## BEGIN SOURCE PASSAGE

The Kuuva 4 has six metal eyelets that run from the arch of the metatarsal guard to the collar: three set, three hooked. I only used five of the eyelets for better mobility, but utilizing all six will give you the most security and waterproofing. I did notice that the somewhat stiff and rounded laces tend to get untied more often than my other boots, but a double-knot kept them in place for hours. In the future, I hope that Feelmax tries out some new lace options. Personally, I find that plusher, squishier laces, like those found in the Vibram Trek Ascent Insulated, to have excellent tying retention and durability.

Feelmax Kuuva 4 Boot Review
The Kuuva 4 features six metal eyelets for lacing. Three are set/fixed and three are hooked. I only utilize five of the eyelets for my own personal comfort.

When placed side-by-side with its older brother, the Kuuva 3, it is immediately noticeable that the Kuuva 4 is a more substantial, rugged, and overall more attractive boot. The Kuuva 4 is a good deal taller than the 3 and it looks more premium and less busy that the rather flat-looking Kuuva 3. Interestingly, while the Kuuva 4 is taller, it actually has two fewer eyelets for its laces than the 3. One of the eyelets in the older boot actually snapped off when I was tying them in a hurry last winter, and Feelmax has improved the durability of the latest Kuuva with thicker metal in their eyelets.

## END SOURCE PASSAGE
## BEGIN INPUT DATA

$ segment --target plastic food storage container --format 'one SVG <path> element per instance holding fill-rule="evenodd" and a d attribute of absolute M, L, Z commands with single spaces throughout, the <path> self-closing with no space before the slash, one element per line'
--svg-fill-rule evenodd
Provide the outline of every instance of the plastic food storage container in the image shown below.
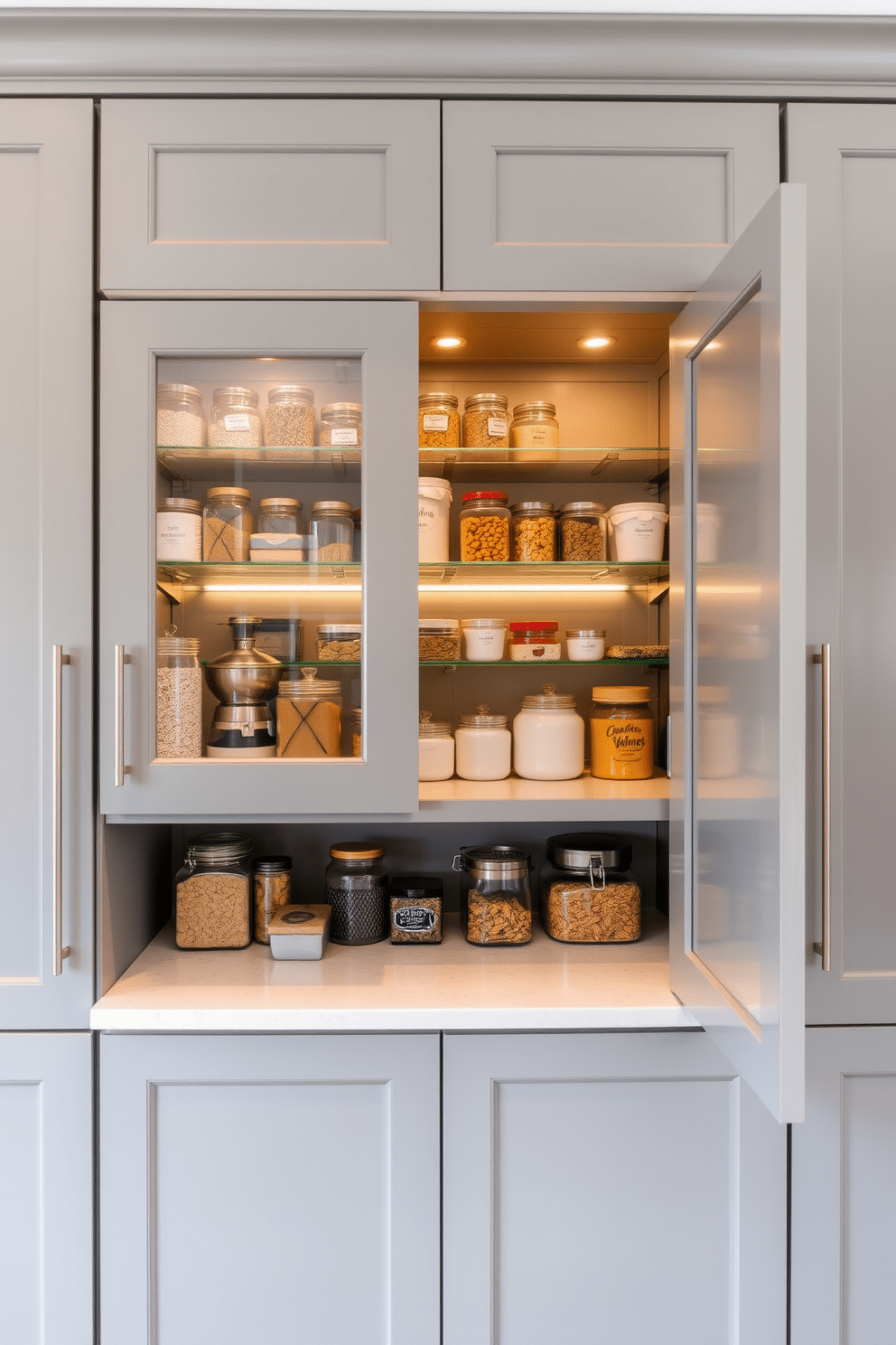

## END INPUT DATA
## BEGIN INPUT DATA

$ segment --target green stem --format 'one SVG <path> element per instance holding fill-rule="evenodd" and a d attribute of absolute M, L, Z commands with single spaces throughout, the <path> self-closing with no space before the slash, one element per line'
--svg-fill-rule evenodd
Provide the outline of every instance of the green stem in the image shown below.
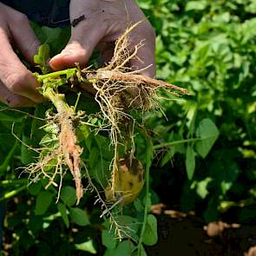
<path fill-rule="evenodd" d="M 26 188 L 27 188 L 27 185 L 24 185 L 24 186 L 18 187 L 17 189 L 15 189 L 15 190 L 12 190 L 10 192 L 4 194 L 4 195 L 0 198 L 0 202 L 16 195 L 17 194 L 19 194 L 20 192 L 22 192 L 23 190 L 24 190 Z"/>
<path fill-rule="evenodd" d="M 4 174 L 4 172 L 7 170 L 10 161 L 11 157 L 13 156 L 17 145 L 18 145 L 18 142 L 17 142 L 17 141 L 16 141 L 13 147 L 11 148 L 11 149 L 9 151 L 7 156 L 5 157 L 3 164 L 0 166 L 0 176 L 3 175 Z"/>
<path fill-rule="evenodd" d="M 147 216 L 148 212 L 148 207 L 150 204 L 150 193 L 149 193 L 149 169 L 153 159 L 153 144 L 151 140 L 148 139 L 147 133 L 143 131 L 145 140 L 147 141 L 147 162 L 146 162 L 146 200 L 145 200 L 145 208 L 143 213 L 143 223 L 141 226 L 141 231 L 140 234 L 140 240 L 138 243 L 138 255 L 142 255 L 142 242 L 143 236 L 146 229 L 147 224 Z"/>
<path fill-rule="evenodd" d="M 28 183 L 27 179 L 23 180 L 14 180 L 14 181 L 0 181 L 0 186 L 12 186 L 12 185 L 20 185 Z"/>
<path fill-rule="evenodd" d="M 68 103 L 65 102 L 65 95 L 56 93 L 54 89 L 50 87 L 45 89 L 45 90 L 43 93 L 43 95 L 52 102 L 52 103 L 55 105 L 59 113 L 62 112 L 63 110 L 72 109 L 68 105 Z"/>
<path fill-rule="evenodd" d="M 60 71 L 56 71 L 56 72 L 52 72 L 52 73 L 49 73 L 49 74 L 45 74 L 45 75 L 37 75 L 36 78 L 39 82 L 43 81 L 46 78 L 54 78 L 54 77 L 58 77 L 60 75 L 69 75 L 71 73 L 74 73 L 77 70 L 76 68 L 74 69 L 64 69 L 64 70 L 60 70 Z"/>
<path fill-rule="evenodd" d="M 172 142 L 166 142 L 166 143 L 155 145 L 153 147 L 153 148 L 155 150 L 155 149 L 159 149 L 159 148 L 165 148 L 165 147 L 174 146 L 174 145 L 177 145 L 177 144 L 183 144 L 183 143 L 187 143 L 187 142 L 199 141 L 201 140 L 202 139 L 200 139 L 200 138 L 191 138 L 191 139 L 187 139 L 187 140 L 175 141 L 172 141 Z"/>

## END INPUT DATA

EXERCISE INSTRUCTIONS:
**A)** In the entries, from the line with "segment --target plastic" to the line with "Provide the outline of every instance of the plastic", swap "container" for "box" and reproduce only those lines with no other change.
**B)** Continue the Feelmax Kuuva 4 boot review, picking up after its final sentence.
The boot review and the entries have no connection to each other.

WRITTEN ANSWERS:
**A)**
$ segment --target plastic food storage box --format 'one SVG <path> element per instance holding fill-rule="evenodd" and a d attribute of absolute M, L, Z commands with single spaces throughout, the <path> self-closing with no space before the slash, one element per line'
--svg-fill-rule evenodd
Provide the outline of every instance of the plastic food storage box in the image shown below.

**B)**
Feelmax Kuuva 4 Boot Review
Kuuva 4 vs Kuuva 3. The Kuuva 4 is taller, more substantial, and durable

In terms of fit, the Kuuva 4 has a bit more vertical space in its toebox than the Kuuva 3, but less arch space halfway into the boot; you can always increase this space by loosening up the first set of laces. The tongue is also more padded for comfort and security.

In a waterproof test, I stood in a puddle with a Kuuva 3 on my left foot and a Kuuva 5 on my right foot…and waited, and waited, and waited. According to Feelmax they improved on the waterproof elements of the Kuuva 3 with the Kuuva 4 and I can say that both boots are 100% waterproof and my favorite boots for winters in Boston. The Kuuva 4 does have a higher collar and some updates to the materials that will contribute to it being better for deeper snow and puddles, but this comes at the cost of weight. At 14 oz, the Kuuva 4 is still lightweight, but it is nearly 3 oz heavier than its predecessor. This puts it in the same league as most minimalist trail shoes, which is an achievement considering the capabilities of the sole and the waterproofing.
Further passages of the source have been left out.